- _PROBLEM TO SOLVE_:
Reproduce the records below, starting at the line containing "A rule for this batch: each instance of the power" and ending at the line containing "column 844, row 25". Replace "power line" with "utility cable" and leave everything else unchanged.

- _EXERCISE MATERIALS_:
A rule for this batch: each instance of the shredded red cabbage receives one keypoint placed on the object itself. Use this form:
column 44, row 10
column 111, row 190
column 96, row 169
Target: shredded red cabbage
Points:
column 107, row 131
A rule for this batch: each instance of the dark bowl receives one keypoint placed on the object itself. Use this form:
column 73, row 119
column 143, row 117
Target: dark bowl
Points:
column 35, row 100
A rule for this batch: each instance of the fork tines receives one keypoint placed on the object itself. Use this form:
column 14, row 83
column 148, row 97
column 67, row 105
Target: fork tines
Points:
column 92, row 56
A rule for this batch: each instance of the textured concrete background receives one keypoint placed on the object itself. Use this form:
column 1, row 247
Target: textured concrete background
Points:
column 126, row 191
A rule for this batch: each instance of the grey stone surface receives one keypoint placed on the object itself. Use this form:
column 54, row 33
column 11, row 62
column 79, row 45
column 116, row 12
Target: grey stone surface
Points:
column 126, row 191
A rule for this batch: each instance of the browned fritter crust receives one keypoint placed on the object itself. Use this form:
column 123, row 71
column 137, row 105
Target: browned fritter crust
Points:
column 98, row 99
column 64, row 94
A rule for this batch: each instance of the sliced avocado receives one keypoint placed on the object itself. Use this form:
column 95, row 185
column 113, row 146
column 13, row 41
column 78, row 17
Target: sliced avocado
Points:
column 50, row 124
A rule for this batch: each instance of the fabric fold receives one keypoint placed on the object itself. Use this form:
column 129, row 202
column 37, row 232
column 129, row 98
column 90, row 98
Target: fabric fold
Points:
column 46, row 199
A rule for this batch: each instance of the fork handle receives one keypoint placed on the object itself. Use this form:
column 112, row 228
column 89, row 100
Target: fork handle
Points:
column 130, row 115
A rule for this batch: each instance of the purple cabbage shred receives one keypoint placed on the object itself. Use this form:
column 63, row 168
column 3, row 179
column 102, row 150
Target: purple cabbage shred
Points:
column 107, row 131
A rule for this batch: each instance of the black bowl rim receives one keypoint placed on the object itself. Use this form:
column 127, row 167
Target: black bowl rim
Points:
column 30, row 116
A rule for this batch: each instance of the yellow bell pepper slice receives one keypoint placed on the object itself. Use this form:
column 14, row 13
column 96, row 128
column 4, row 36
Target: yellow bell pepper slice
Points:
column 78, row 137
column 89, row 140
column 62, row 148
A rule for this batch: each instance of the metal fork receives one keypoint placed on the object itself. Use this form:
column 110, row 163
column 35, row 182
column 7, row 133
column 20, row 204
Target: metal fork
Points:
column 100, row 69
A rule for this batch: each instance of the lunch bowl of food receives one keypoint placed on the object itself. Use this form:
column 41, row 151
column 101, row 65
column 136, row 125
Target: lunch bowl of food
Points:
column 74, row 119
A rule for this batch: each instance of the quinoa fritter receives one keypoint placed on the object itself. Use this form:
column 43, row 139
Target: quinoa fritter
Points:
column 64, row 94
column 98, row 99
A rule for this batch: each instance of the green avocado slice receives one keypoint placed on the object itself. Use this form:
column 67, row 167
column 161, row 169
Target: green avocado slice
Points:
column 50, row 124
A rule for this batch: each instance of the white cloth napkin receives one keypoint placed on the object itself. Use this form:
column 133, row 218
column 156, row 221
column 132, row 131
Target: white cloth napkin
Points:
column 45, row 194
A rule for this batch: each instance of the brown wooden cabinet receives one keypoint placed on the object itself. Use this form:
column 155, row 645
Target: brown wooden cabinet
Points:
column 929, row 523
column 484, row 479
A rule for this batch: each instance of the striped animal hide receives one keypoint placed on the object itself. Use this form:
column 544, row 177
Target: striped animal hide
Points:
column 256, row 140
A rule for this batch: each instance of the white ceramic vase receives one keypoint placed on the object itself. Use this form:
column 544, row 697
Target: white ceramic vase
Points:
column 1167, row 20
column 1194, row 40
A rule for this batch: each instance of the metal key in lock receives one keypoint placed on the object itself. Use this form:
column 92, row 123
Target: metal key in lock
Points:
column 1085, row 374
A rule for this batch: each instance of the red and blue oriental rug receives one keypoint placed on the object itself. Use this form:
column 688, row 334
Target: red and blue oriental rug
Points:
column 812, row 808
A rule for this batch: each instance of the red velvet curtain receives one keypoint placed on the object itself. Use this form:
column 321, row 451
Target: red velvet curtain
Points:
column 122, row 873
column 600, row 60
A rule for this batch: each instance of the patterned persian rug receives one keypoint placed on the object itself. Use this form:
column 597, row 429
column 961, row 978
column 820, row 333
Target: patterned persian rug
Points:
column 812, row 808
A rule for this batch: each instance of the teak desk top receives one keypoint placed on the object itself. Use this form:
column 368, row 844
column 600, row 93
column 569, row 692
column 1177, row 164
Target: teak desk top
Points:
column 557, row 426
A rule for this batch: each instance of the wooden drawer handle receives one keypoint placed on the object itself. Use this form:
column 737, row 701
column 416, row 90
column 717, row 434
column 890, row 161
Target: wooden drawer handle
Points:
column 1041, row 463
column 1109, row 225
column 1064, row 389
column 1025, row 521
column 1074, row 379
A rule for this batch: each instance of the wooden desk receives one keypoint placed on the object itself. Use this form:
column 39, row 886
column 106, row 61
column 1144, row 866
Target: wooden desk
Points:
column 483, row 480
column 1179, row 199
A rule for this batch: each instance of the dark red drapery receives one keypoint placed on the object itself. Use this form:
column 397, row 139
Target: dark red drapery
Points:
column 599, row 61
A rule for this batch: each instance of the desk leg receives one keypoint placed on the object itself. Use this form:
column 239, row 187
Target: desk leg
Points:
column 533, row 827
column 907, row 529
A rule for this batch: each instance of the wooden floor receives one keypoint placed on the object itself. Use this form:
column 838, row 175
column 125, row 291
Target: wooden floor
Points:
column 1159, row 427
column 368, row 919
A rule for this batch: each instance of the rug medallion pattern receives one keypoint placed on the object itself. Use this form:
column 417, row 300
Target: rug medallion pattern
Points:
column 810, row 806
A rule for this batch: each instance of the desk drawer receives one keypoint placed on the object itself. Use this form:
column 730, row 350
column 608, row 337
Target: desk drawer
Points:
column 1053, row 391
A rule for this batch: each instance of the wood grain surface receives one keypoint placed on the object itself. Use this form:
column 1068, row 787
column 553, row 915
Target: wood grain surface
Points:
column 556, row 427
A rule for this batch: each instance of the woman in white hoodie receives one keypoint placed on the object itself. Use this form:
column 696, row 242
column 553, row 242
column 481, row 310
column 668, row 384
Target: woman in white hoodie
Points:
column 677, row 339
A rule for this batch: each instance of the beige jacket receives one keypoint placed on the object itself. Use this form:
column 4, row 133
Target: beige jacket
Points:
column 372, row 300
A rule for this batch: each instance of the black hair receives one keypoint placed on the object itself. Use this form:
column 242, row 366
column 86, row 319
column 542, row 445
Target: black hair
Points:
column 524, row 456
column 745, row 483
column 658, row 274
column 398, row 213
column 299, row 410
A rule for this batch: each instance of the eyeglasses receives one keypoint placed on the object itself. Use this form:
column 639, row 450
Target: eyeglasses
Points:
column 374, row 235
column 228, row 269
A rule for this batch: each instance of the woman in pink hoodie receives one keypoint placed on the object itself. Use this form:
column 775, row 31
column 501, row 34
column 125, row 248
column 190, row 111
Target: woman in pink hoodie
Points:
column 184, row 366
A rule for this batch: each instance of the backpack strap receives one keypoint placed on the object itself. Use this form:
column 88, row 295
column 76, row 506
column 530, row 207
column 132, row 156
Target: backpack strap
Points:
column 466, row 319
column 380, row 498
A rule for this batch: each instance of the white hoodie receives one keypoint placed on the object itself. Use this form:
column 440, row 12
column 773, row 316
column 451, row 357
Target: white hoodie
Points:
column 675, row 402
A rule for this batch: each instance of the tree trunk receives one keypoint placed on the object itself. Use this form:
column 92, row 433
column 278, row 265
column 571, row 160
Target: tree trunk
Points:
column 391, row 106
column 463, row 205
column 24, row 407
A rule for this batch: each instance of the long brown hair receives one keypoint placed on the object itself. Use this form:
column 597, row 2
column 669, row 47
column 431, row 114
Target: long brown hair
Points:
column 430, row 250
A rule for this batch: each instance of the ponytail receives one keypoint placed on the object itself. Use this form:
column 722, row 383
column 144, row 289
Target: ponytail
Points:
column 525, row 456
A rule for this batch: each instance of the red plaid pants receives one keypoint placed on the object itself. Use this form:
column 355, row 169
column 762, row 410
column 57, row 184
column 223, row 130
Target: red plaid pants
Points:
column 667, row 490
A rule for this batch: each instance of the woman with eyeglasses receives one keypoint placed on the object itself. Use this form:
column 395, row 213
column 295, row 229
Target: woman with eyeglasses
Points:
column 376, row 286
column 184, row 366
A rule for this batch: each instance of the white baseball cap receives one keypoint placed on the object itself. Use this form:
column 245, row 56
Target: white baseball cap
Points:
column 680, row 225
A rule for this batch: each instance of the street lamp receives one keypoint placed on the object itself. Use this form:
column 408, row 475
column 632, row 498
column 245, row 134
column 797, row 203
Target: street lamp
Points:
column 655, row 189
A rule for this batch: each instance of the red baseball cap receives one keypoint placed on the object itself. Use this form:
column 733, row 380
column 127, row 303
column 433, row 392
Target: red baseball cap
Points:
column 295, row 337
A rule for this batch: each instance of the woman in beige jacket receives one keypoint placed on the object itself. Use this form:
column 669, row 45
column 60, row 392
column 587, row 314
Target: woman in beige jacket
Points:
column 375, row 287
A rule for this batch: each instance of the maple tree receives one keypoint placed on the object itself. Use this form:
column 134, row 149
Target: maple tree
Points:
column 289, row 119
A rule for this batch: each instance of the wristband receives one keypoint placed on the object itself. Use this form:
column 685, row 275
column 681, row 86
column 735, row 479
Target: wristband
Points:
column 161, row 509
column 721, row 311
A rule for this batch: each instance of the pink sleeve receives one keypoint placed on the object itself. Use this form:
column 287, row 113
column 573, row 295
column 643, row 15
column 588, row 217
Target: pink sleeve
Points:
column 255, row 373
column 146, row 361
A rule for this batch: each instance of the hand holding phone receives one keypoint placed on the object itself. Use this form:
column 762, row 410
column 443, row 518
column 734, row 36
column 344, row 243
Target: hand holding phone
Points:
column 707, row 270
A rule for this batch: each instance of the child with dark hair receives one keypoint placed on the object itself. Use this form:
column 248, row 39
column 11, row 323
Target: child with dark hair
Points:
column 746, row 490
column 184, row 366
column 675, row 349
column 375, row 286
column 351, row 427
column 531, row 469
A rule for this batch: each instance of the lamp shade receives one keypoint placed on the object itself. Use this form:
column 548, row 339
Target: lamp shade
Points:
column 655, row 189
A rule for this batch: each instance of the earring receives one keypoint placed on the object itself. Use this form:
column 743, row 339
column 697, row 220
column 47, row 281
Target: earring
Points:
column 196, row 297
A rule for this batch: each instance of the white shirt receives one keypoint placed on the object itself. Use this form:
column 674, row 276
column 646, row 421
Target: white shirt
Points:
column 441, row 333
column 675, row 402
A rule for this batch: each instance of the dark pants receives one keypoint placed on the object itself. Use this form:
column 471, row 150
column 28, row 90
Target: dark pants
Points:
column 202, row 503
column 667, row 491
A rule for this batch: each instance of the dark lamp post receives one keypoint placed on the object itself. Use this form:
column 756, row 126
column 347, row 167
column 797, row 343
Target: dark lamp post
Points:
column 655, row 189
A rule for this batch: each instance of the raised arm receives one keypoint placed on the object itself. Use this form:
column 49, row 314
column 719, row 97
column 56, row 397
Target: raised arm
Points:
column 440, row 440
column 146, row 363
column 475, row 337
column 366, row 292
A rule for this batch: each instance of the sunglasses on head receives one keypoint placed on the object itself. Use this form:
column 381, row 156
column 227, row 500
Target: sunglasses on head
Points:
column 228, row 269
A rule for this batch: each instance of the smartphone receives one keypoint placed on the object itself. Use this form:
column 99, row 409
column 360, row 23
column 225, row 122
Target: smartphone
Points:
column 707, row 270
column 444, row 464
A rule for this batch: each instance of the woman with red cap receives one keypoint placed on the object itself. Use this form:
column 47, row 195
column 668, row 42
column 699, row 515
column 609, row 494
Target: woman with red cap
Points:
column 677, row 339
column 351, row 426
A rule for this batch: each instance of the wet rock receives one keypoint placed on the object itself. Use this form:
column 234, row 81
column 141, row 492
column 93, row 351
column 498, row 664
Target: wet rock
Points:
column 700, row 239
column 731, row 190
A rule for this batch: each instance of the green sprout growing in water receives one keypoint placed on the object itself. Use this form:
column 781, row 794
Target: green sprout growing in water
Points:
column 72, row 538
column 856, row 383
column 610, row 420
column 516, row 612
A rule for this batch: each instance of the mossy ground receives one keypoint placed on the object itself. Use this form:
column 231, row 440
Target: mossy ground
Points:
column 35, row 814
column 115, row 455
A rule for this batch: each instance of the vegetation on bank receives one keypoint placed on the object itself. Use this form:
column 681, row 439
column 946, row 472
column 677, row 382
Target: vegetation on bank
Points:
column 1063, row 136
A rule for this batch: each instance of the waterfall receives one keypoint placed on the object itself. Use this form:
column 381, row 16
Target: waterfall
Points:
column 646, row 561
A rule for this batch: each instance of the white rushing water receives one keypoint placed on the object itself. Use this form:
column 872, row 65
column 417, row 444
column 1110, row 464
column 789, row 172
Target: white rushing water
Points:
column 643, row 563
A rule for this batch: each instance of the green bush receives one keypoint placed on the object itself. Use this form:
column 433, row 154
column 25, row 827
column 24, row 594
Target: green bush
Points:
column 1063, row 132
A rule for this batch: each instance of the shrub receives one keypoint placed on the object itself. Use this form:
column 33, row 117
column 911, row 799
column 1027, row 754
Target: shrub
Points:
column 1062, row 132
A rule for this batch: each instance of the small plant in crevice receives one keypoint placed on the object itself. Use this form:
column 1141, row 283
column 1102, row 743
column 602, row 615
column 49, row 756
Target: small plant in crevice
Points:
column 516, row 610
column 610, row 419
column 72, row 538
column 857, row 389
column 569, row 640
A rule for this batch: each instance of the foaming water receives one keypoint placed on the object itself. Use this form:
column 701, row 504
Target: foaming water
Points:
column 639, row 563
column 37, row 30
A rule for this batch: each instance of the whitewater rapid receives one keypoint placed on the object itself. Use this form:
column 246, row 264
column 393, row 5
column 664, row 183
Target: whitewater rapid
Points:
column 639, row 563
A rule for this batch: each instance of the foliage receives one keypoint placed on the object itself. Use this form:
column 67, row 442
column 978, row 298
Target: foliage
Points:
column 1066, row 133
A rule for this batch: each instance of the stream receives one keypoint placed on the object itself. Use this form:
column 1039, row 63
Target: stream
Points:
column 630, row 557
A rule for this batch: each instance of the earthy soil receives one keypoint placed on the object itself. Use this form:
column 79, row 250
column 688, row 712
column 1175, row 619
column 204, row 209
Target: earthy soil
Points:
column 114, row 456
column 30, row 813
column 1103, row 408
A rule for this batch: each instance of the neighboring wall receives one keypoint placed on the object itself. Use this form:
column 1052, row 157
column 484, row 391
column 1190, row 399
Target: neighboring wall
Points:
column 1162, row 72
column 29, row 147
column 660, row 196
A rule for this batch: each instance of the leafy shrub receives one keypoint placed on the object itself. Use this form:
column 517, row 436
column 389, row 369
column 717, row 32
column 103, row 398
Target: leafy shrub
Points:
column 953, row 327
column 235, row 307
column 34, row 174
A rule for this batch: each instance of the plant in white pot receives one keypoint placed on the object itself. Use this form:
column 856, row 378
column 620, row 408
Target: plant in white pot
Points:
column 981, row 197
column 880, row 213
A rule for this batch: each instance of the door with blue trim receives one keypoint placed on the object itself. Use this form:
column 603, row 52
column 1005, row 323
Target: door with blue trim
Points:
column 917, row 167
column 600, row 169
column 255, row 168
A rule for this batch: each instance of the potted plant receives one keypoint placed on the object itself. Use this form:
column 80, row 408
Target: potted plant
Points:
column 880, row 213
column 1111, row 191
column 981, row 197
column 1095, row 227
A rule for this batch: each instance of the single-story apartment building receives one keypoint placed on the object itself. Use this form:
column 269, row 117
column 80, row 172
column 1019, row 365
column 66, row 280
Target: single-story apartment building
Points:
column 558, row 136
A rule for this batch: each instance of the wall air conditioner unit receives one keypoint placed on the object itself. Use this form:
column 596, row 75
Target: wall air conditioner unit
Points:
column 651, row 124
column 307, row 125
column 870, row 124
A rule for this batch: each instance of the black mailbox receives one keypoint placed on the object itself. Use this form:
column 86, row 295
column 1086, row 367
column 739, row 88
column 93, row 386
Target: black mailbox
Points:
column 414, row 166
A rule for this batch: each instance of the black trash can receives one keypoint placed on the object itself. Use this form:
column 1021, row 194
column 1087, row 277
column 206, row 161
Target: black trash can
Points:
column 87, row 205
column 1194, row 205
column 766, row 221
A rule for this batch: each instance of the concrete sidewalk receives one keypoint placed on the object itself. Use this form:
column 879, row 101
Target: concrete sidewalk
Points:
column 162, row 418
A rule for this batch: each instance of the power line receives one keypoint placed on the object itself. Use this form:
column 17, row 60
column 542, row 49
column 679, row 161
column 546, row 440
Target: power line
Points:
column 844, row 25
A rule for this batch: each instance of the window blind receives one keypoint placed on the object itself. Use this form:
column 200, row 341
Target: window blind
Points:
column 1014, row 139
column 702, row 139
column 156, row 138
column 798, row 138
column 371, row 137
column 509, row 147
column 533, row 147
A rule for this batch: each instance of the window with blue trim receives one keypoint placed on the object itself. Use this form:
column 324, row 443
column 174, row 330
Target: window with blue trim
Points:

- _FULL OUTPUT_:
A rule for this batch: each instance of the utility cable receives one keypoint placed on the object itself. Use this form:
column 17, row 60
column 542, row 49
column 679, row 161
column 546, row 440
Target: utility cable
Points:
column 844, row 25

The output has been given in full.